(Yazılı Görev)
Şubat 1985'te Konya'daki Beden Terbiyesi spor servisi odasını anlatan metni son cümlesinden sonra sürdürün.

(Alıntı Metin)
--
Konya’da takvim yaprakları kar ve soğuğun yoğun yaşandığı Şubat 1985’i gösteriyordu. Hâlâ eski adı Beden Terbiyesi olarak bilinen kurumun iki katlı taş binasının girişindeki spor servisi odasında dönemin görevlileri rahmetli Rafet Kızılok, yine rahmetli Hasan Kayımkaya ile şu an hepsi emekli, Allah uzun ömür versin; Ali Özdamar, Yaşar Gümüş ve Mehmet Çetinbulut günlük rutin işleri ile uğraşıyorlardı.
Beden Terbiyesinin yaz kış açık olan spor servisi odasının kapısı, soğukların o günlerde fazla olmasının etkisiyle kapalıydı. Ama o gün kapı tıklatılmadan gürültü ve sert bir şekilde açılması ile içerdeki tüm görevlilerin kaşlarını çatarak “Ne oluyor, bu da kim?” diye soran gözlerle gelen kişiye baktılar.
657’nin tecrübeli memurları için bu giriş şekli pek hoş karşılanmamıştı. Çünkü resmî dairelerde; kurum çalışanları ya da işi düşenler iyi bilirler ki kapı tıklanarak, vurularak içeri girilir ve maruzatlar böyle dile getirilirdi.
Açılan kapıda ise yalnız başına, kara kaşlı kara bıyıklı ve oldukça da heybetli sayılabilecek biri pervasızca duruyordu. Kapıyı açış biçimi ve ilk görünüşte sinirli gibi gözüken keskin bakışları ile içerdekileri korkutmuştu adeta.
--
(Veri Satırları)
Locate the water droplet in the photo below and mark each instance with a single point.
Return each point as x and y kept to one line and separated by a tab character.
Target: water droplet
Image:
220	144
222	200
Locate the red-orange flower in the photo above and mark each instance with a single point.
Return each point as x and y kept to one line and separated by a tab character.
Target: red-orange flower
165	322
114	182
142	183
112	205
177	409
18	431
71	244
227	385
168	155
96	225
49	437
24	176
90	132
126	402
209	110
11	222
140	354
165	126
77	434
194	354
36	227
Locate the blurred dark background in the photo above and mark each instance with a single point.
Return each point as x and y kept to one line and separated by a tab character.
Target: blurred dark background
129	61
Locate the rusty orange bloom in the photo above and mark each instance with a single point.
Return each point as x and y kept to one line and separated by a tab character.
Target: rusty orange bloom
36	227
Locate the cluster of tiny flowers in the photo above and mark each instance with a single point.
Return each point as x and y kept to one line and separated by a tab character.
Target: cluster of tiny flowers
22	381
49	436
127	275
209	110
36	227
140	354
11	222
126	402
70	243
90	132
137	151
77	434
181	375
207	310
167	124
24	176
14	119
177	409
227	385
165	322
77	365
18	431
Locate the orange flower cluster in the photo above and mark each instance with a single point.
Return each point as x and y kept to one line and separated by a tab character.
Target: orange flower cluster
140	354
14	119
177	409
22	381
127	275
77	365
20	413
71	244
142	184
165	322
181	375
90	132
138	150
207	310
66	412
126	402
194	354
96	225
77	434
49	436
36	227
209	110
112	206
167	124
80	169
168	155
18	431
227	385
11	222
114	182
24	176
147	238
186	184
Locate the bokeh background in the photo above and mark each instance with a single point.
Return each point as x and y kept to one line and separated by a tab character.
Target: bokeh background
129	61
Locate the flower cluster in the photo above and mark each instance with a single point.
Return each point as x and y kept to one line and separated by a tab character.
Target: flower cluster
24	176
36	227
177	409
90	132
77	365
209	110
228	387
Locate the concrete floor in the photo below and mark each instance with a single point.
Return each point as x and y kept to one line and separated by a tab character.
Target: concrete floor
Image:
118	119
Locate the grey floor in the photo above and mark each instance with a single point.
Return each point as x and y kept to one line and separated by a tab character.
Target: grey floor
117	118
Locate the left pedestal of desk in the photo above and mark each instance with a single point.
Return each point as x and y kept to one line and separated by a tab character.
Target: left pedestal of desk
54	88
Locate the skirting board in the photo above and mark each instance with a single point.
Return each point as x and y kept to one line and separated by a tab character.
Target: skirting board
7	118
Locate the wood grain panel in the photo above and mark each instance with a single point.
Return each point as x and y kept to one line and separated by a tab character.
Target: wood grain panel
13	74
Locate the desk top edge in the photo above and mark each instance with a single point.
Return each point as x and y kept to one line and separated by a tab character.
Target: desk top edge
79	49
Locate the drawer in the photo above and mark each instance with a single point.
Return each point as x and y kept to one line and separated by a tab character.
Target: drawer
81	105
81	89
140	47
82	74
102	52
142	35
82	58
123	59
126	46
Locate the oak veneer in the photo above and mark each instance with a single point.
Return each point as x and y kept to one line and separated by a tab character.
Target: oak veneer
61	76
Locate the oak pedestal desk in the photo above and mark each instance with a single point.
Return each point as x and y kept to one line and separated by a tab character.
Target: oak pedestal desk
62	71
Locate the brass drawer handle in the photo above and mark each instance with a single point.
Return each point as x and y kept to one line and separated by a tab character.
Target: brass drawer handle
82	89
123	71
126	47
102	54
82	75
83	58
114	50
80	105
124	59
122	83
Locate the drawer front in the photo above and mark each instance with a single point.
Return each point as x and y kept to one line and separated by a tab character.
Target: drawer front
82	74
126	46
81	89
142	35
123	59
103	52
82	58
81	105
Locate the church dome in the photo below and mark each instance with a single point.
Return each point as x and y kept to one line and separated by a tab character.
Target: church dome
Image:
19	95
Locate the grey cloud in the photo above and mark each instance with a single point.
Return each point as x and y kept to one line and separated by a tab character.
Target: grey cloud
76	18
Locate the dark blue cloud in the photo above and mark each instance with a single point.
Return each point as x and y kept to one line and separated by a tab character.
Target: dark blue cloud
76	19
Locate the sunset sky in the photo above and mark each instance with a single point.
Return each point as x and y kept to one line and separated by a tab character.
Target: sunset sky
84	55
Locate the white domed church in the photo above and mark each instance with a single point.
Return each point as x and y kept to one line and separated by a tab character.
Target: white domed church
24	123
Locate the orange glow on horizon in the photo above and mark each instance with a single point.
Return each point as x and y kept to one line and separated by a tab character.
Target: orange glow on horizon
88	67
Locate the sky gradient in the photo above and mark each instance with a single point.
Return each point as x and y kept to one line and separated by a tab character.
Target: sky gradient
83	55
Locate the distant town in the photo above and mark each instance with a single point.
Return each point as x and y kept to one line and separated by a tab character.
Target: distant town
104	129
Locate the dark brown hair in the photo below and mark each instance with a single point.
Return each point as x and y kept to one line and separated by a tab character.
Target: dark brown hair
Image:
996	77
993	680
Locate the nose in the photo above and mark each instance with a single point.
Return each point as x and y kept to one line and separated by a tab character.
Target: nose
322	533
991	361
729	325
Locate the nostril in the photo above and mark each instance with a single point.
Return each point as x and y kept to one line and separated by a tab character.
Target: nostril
--
(Görev Sonucu)
Gelen misafirin donuk gözlerle bakması, evsahiplerinin ise meraklı gözlerle soru işareti bakışmaları sonrasında kapıda dikilen kişi önce biraz da yüksek bir ses tonuyla selamını vererek “Bana bakın bana!” diyerek karşısındakilerin konuşmasına fırsat vermeden devam etti. “Ben ilçemdeki, yöremdeki gençleri sporla buluşturmak için amatör spor kulübü kurmak istiyorum!” Yine cevap falan beklemeden “Bana yardım edeceksiniz, bana çay söyleyin, yemek söyleyin; siz ne iş yaparsınız da?” diyerek adeta kükredi.
Masabaşında olacakları bekleyen hazirun rahat bir nefes alarak “Hemşehrim çayla, yemekle bizi korkutamazsın o kolay” söyleminin ardından. “Kulüp kurmak için tam yerine geldin, geç otur şöyle bakalım” cümlelerini koro halinde hep bir ağızdan söylediler.
Tabi spor kulübü diyoruz ama futbol hariç diğer spor branşlarının özellikle ilçelerde pek olmadığı yıllardan bahsediyoruz. Gelen kişinin futbol takımı kurmak istediği daha söylemeden anlaşılacağı üzere içerdekiler futbol branşına bakan Mehmet ağabeyin masasını gözleri ile işaret ederek oraya doğru yönelmesini istediler.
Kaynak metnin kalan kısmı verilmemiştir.